--- Given entries ---
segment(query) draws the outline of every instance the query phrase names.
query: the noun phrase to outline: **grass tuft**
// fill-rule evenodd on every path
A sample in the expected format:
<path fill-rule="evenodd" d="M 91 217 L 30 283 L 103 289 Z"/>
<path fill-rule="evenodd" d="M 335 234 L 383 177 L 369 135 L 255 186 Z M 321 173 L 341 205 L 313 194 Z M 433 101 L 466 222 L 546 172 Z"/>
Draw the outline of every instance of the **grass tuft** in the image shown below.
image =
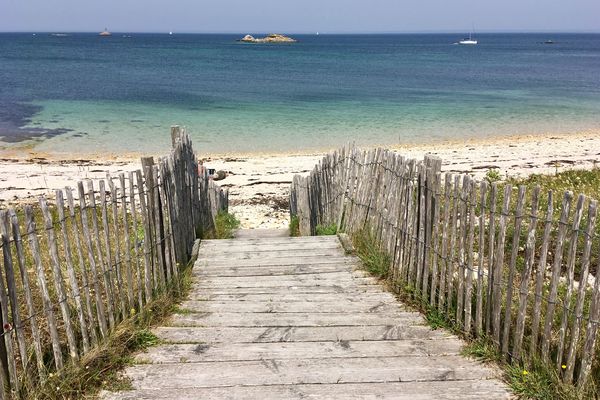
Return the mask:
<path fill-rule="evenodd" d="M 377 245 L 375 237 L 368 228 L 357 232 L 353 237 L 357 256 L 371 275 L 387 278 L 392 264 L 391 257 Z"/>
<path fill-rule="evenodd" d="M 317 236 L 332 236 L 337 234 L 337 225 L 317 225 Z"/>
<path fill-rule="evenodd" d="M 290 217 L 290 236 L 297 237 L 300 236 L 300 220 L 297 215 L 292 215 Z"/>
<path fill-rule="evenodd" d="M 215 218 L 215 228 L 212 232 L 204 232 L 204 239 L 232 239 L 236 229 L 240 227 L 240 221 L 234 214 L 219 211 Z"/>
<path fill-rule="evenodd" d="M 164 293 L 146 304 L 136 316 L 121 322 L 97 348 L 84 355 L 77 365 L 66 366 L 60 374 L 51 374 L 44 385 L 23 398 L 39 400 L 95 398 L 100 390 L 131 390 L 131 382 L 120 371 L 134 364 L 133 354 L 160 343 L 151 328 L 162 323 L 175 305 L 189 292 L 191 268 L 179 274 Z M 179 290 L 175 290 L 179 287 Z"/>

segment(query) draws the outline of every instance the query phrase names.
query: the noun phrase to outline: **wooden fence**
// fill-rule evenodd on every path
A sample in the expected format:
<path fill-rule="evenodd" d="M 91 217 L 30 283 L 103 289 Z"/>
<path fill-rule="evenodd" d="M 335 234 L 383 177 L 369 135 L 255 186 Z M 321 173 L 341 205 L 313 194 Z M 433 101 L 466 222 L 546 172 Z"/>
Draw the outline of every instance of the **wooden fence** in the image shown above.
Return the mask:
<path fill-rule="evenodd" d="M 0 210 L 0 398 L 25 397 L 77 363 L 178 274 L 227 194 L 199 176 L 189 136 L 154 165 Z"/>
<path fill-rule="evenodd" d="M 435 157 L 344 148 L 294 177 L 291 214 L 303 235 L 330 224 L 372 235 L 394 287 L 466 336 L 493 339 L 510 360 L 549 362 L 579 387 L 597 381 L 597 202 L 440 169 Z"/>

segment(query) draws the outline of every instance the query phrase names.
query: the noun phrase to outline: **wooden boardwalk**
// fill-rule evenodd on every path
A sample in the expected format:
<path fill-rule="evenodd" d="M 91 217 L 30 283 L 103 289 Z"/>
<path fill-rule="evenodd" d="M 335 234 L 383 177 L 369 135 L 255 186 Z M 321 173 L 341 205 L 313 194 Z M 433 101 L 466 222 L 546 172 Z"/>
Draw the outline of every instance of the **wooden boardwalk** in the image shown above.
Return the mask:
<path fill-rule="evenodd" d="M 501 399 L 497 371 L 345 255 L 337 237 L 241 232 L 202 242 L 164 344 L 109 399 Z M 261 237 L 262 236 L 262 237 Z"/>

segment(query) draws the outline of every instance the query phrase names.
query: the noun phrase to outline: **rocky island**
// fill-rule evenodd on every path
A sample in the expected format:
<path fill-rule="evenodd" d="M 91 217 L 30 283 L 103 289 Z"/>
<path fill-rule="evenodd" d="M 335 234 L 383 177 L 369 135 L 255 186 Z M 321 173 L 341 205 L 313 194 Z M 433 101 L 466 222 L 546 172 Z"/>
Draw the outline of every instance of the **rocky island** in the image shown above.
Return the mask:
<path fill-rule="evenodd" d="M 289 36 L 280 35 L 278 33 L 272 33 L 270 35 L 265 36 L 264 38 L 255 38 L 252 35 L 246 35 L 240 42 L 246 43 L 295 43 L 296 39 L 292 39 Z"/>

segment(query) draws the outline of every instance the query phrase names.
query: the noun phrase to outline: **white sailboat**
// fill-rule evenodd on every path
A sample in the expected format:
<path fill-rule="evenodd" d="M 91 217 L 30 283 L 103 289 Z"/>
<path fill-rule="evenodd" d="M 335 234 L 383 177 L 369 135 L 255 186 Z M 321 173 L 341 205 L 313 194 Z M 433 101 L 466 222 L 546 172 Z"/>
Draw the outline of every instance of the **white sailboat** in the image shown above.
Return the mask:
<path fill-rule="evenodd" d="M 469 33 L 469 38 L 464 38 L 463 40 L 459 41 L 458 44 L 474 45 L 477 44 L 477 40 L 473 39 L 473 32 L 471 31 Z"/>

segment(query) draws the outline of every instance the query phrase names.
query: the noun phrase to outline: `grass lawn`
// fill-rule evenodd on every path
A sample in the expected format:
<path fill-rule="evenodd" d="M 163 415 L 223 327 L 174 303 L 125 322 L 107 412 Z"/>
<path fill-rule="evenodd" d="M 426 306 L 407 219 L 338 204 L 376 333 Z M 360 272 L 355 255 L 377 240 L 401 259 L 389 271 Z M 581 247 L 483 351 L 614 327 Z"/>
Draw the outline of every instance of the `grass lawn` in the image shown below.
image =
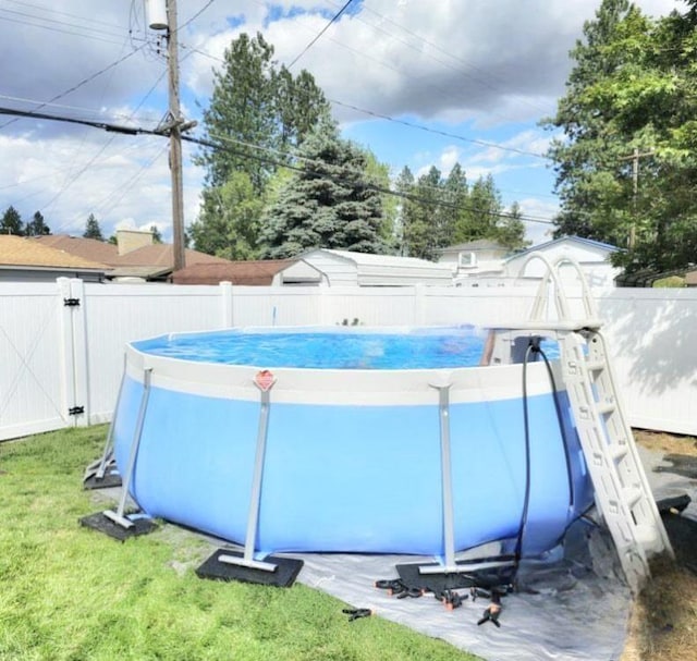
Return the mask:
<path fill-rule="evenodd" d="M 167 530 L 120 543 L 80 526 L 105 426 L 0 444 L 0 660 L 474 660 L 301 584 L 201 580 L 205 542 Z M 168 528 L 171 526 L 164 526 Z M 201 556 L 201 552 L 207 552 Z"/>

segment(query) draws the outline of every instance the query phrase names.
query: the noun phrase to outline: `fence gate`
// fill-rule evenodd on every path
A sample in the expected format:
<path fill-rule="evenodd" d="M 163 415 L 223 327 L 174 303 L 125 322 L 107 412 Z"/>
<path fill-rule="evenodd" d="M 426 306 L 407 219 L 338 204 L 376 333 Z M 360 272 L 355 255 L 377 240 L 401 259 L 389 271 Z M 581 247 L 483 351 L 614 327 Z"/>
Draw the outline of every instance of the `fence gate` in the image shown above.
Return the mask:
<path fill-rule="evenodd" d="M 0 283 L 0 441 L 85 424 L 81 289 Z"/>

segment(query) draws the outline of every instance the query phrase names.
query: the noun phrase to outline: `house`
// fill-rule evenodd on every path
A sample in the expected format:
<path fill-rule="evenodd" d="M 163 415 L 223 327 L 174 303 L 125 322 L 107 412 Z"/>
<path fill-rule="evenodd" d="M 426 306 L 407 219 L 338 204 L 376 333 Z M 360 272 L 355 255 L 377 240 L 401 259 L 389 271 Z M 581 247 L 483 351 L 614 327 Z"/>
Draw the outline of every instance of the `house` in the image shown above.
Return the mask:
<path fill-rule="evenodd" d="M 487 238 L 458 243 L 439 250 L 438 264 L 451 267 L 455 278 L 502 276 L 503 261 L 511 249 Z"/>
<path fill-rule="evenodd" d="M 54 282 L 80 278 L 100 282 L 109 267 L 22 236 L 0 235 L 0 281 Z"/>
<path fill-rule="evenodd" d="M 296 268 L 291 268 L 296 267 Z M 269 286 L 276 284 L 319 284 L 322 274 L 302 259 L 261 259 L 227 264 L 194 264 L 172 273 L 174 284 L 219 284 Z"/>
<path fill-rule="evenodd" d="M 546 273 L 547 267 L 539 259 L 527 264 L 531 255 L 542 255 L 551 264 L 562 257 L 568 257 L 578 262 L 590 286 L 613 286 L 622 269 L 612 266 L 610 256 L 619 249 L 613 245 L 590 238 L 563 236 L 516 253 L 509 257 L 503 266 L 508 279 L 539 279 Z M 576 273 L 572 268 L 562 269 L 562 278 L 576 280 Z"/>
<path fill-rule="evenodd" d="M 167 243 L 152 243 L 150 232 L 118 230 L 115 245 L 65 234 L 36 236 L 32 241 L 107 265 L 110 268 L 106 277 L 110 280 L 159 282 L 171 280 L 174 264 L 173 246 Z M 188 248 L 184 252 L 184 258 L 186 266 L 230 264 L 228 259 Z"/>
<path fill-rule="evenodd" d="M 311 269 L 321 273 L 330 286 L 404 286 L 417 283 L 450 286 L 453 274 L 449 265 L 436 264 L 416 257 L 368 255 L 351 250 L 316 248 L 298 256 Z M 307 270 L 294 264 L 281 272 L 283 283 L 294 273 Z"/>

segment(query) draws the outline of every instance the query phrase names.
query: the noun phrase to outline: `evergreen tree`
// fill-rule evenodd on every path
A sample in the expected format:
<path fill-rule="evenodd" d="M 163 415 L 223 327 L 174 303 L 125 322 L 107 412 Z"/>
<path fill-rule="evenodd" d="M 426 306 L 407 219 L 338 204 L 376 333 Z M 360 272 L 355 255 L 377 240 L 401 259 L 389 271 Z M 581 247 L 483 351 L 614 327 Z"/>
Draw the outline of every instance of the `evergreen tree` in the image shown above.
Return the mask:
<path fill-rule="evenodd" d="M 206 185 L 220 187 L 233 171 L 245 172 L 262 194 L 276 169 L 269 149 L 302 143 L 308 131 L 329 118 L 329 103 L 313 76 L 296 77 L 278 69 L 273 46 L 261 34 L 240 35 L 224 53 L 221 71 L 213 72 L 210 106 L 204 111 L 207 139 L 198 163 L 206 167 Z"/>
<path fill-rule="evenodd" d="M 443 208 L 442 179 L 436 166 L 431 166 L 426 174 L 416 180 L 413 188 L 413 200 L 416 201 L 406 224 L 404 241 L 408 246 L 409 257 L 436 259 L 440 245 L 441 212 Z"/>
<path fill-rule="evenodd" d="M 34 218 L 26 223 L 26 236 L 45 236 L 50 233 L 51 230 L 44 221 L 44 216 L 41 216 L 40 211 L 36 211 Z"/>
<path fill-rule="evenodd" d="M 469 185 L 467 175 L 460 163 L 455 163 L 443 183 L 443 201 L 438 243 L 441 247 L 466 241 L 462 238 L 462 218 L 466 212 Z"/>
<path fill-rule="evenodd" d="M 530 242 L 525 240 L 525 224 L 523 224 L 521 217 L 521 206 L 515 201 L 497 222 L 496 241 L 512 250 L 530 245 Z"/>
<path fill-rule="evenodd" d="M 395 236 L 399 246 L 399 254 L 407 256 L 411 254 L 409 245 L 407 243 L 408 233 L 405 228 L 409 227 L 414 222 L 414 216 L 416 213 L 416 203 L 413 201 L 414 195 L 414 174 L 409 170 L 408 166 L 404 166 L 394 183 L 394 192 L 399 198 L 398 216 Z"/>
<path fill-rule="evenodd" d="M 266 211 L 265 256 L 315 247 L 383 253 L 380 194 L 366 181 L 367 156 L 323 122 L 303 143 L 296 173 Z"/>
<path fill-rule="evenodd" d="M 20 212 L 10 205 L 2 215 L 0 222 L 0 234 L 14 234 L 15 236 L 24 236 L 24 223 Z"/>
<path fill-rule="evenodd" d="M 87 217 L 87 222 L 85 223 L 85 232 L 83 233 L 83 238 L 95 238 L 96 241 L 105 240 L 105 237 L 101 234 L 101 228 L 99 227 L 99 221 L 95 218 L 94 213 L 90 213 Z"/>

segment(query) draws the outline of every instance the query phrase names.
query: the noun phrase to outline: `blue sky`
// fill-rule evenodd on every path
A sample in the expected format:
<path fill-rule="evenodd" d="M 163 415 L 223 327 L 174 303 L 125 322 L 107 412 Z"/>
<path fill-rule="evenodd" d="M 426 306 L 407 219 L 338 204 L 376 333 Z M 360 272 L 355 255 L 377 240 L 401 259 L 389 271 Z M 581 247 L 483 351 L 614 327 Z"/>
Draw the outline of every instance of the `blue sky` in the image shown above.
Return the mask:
---
> **Task directions**
Can you reproduce, character for character, the stretch of rows from the very first line through the line containing "164 293 L 146", with both of those lines included and the picture left out?

> **Full response**
segment(query) draws the outline of every instance the query phrase names.
query: the noun phrase to outline: **grass tuft**
// fill-rule evenodd on every path
A sample in the expected format:
<path fill-rule="evenodd" d="M 91 217 L 30 283 L 103 289 Z"/>
<path fill-rule="evenodd" d="M 335 234 L 383 177 L 369 135 L 255 186 Z M 321 173 L 341 205 L 313 194 Z M 433 101 L 466 222 L 546 172 Z"/>
Draw the outline of every instance of the **grass tuft** in the image shown below.
image =
Return the mask:
<path fill-rule="evenodd" d="M 377 245 L 375 237 L 368 228 L 357 232 L 353 237 L 357 256 L 371 275 L 387 278 L 392 264 L 391 257 Z"/>
<path fill-rule="evenodd" d="M 317 236 L 332 236 L 337 234 L 337 225 L 317 225 Z"/>
<path fill-rule="evenodd" d="M 290 217 L 290 236 L 297 237 L 300 236 L 300 220 L 297 215 L 292 215 Z"/>
<path fill-rule="evenodd" d="M 215 218 L 215 228 L 212 232 L 204 232 L 204 239 L 232 239 L 236 229 L 240 227 L 240 221 L 234 214 L 219 211 Z"/>
<path fill-rule="evenodd" d="M 164 293 L 146 304 L 136 316 L 121 322 L 97 348 L 84 355 L 77 365 L 66 366 L 60 374 L 51 374 L 44 385 L 23 398 L 39 400 L 95 398 L 100 390 L 131 390 L 131 382 L 120 371 L 134 364 L 133 354 L 160 343 L 151 328 L 162 323 L 175 305 L 189 292 L 191 268 L 179 274 Z M 179 290 L 175 290 L 179 287 Z"/>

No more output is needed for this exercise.